*Page excerpt:*

>>>>>

How to Build a Women’s Health Product Inside a $B+ Digital Health Company
XX Behind the Build: Lessons from Women's Health at Hinge Health, with Inessa Lurye
I’m excited to kick off a new Operator Series—XX Behind the Build—aimed at helping more women’s health builders actually build (not just fundraise!),
This series will spotlight killer operators inside companies doing the work of turning bold ideas into tangible products and businesses. These are the people navigating org charts, aligning stakeholders, designing pilots with rigor, launching and iterating and scaling on a daily basis. My goal is to use this space to shine the spotlight on their playbooks, frameworks, and hard-won lessons to help all of us build better.
For the first edition, it felt fitting to go deeper on one of my most popular posts to date: what Hinge Health’s IPO can teach women’s health founders and funders.
Just a few weeks ago, Hinge Health officially went public—ending the long digital health IPO drought. What’s especially compelling is how women’s health emerged as a key part of its story: not just an add-on, but a strategic growth driver embedded in the care model.
That shift didn’t happen by accident; it was made possible by people like Inessa Lurye—former Senior Director of Product at Hinge Health, who saw an opportunity to make women’s health core to their larger strategy, growth trajectory, and outcomes story.

<<<<<

*Extracted information:*
>>>>>

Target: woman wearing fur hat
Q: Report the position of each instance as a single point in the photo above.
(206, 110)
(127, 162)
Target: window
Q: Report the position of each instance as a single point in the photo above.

<<<<<

*Using the information:*
[A] In the article on women's health at Hinge Health, what position did Inessa Lurye formerly hold at Hinge Health?
[B] Please carry the article on women's health at Hinge Health forward from its last sentence.

*Answers to the tasks:*
[A] Senior Director of Product

[B]
In this first post for XX Behind the Build, Inessa takes us inside the zero-to-one journey of designing and launching Hinge Health’s Women’s Pelvic Health program. Her piece is a masterclass in intrapreneurship—and essential reading for anyone trying to bring women’s health to the center of a larger platform.
xx. Carolyn
When one of our earliest pelvic health members told her physical therapist, “I’ve never talked to anyone about this before,” I knew we weren’t just launching a new product; we were opening a door to care that had been closed for too long.
Between 2021 and 2025, I led the new product teams at Hinge Health, which built and scaled multiple new software and hardware products, including a program focused on Women’s Pelvic Health.
It wasn’t easy. Building women’s health inside a fast-scaling MSK company meant navigating both organizational complexity and deeply entrenched societal biases. However, the learning and the tremendous patient impact made it all worthwhile.
Five core learnings from this journey
1. Make the Case for Women’s Health
The idea for Hinge Health’s women’s pelvic health program was entirely bottom-up. No buyers were asking us to build a product to address pelvic health needs. Not a single one. But we saw the need and tailwinds clearly, specifically:
A huge demand from women seeking pelvic health care. We saw it in the questions and advice in Mom’s Facebook groups, in the discussions on Instagram, and crucially in our own lives and experiences.
Hinge Health physical therapists (PTs) were increasingly consulting pelvic health PTs on the team to help customize member care, given co-occurring conditions and requests specific to pelvic health.
The wait times for pelvic PT care were tremendously long. It took over 3 months in most geographies to see a pelvic PT, and women waited an average of 6.5 years from initial symptom onset to seeing a provider.
A growing body of literature and practice, buoyed by the COVID pandemic, was emerging and showing that pelvic floor physical therapy could be effectively delivered virtually.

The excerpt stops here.